ONTARIO
SUPERIOR COURT OF JUSTICE
COURT FILE NO.: 08-CV-42440
DATE: 2012-04-17
B E T W E E N:
LOUISE MARCUS
Richard R. Marks, for the Plaintiff
Plaintiff
- and -
CAROL ANN COCHRANE and LOW MURCHISON LLP
Heather Williams, CAVANAGH WILLIAMS CONWAY BAXTER LLP, for the Defendants
Defendants
HEARD: Via written submissions.
Madam Justice B. R. Warkentin
REASONS on costs
[ 1 ] In paragraph 97 of my reasons for judgment I found that the defendants were entitled to their costs of this proceeding. Based upon the evidence at trial, I was of the view that costs should be in the form of full indemnity costs and asked counsel to specifically address that issue in their submissions.
[ 2 ] I have now received and reviewed the submissions of counsel for the plaintiff and counsel for the defendants.
[ 3 ] This was an action in which the plaintiff alleged that the defendant lawyer, Ms. Cochrane, was negligent. In my reasons for judgment I concluded that Ms. Cochrane was not negligent and dismissed the plaintiff's claims. I also found that even if she had been negligent, the plaintiff had not suffered any damages.
[ 4 ] The defendants submit that the plaintiff should pay their costs of $160,706.99. The quantum proposed by the defendants represents the defendants' full indemnity costs, but because the rate charged by counsel for the defendants was at a discounted hourly rate, charged to the defendants' insurers, the defendants indicated that they would have sought the same amount whether partial, substantial or full indemnity costs were awarded.
[ 5 ] It is noteworthy that the plaintiff's partial indemnity costs, as set out in her counsel's costs submissions, were $172,645.55, an amount greater than the defendants' full indemnity costs.
[ 6 ] In Fong et al v. Chan et al , [1] the Ontario Court of Appeal set out three fundamental purposes of modern cost rules:
(1) to indemnify successful litigants for the cost of litigation;
(2) to encourage settlements; and
(3) to discourage and sanction inappropriate behaviour by litigants.
[ 7 ] Rule 57 of the Rules of Civil Procedure , sets out the factors to be considered by a court when exercising its discretion under s. 131 of the Courts of Justice Act . The rule places emphasis on the result in the proceeding and any written offer to settle when considering the other factors enumerated in the rule.
[ 8 ] Rule 57.01(4) (d) confirms that nothing in the Rules affects the authority of the court under s. 131 of the Courts of Justice Act to "award costs in an amount that represents full indemnity".

Parts of the exercise:
• 1. Answer these from the reasons on costs:
(a) What amount in costs do the defendants say the plaintiff should pay?
(b) What were the plaintiff's partial indemnity costs according to her counsel's submissions?
(c) Which court set out the three fundamental purposes of modern cost rules in Fong et al v. Chan et al?
• 2. Reproduce the reasons on costs word for word, from "[ 3 ] This was" up to and including "costs were awarded.".

Material:
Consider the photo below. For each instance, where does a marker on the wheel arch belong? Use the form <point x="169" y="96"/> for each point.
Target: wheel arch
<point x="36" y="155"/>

Complete answers:
• 1.
(a) $160,706.99
(b) $172,645.55
(c) The Ontario Court of Appeal

• 2.
[ 3 ] This was an action in which the plaintiff alleged that the defendant lawyer, Ms. Cochrane, was negligent. In my reasons for judgment I concluded that Ms. Cochrane was not negligent and dismissed the plaintiff's claims. I also found that even if she had been negligent, the plaintiff had not suffered any damages.
[ 4 ] The defendants submit that the plaintiff should pay their costs of $160,706.99. The quantum proposed by the defendants represents the defendants' full indemnity costs, but because the rate charged by counsel for the defendants was at a discounted hourly rate, charged to the defendants' insurers, the defendants indicated that they would have sought the same amount whether partial, substantial or full indemnity costs were awarded.